TEKS BACAAN:
BACA JUGA: SUPER APPS LAHIR DARI ATURAN DATA PRIBADI
Buat yang belum tau apa itu paylater, aku jelasin dikit ya. Jadi Paylater merupakan layanan pinjaman online tanpa kartu kredit yang memungkinkan konsumen membayar suatu transaksi di kemudian hari, baik dengan sekali bayar ataupun dicicil. Yaa, namanya juga pay (bayar) later (nanti).
Paylater ini masuk dalam kategori fintech alias financial technology. Tau sendirikan, gimana carut marutnya dunia per-fintech-an di Indonesia. Ada banyak fintech ilegal, banyak korban fintech yang stres, bahkan sampai bunuh diri. Yap, semua itu terjadi karena belum ada regulasi yang jelas terkait fintech. sejauh ini fintech di Indonesia diatur dalam Peraturan Otoritas Jasa Keuangan (POJK), salah satunya diatur dalam POJK No. 13/POJK.02/2018.

DATA:
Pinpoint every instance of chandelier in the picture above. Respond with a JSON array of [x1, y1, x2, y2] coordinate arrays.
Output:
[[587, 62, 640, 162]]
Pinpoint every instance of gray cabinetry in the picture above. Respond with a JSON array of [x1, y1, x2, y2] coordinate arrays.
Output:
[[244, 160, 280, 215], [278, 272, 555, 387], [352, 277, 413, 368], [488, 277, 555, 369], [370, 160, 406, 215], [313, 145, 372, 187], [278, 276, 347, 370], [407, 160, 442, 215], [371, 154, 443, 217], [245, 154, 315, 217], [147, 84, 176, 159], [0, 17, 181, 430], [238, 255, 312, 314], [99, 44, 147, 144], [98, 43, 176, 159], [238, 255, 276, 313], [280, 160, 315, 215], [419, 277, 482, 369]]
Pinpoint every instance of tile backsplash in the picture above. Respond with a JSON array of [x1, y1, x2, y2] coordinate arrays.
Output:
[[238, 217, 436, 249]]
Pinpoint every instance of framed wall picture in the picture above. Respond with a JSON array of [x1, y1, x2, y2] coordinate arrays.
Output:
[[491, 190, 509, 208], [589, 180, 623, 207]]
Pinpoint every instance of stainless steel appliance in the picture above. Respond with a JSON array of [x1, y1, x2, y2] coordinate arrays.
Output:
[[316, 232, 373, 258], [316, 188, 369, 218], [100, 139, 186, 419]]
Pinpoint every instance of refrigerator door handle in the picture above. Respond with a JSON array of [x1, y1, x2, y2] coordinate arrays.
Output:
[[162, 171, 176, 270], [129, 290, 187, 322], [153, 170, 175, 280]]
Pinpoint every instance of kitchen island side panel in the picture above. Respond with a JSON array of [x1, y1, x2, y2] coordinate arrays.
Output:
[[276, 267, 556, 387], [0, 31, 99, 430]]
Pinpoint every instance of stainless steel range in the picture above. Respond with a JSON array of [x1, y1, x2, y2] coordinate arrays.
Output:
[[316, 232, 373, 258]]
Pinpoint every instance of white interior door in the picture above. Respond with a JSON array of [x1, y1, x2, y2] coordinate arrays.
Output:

BAGIAN LATIHAN:
1. Menurut teks tentang paylater, paylater termasuk kategori apa?
2. Kutip teks tentang paylater, mulai dari "BACA JUGA: SUPER" lalu terus sampai "(bayar) later (nanti).".
3. Lanjutkan teks tentang paylater dari bagian terakhirnya.
Data ini nggak ada hubungannya dengan teks tentang paylater.

JAWABAN LATIHAN:
1. Paylater termasuk kategori fintech alias financial technology.

2.
BACA JUGA: SUPER APPS LAHIR DARI ATURAN DATA PRIBADI
Buat yang belum tau apa itu paylater, aku jelasin dikit ya. Jadi Paylater merupakan layanan pinjaman online tanpa kartu kredit yang memungkinkan konsumen membayar suatu transaksi di kemudian hari, baik dengan sekali bayar ataupun dicicil. Yaa, namanya juga pay (bayar) later (nanti).

3.
Tawaran menggunakan fintech semacam paylater ini selalu menggiurkan, buktinya meskipun aku masih punya cukup tabungan untuk jajan tipis-tipis, tapi tetep aja aku penasaran buat nyobain fitur paylater. Setalah dicoba sekali, yaaa tau sendirilah, pasti ada efek sampingnya.
Setelah aku nyobain dan memikirkan dengan cermat dalam tempo yang sesingkat-singkatnya, setidaknya aku menemukan beberapa risiko menggunakan fitur paylater dalam sebuah aplikasi market place. Apa aja ya, sini aku kasih tau.
Pertama, jadi lebih konsumtif.
Menjadi konsumtif adalah efek samping utama yang aku rasakan. Karena ngerasa bisa beli sekarang bayarnya nanti, jelas aja nafsu untuk belanja makin menggebu-gebu.
Ada semacam dorongan impulsif dan bisikan setan yang bilang, “Udah beli aja, bisa bayar bulan depan kok.” Wahh, bahaya. Perilaku konsumtif jika dibiarkan, bisa membahayakan keuangan negara. Ehh, keuangan kita.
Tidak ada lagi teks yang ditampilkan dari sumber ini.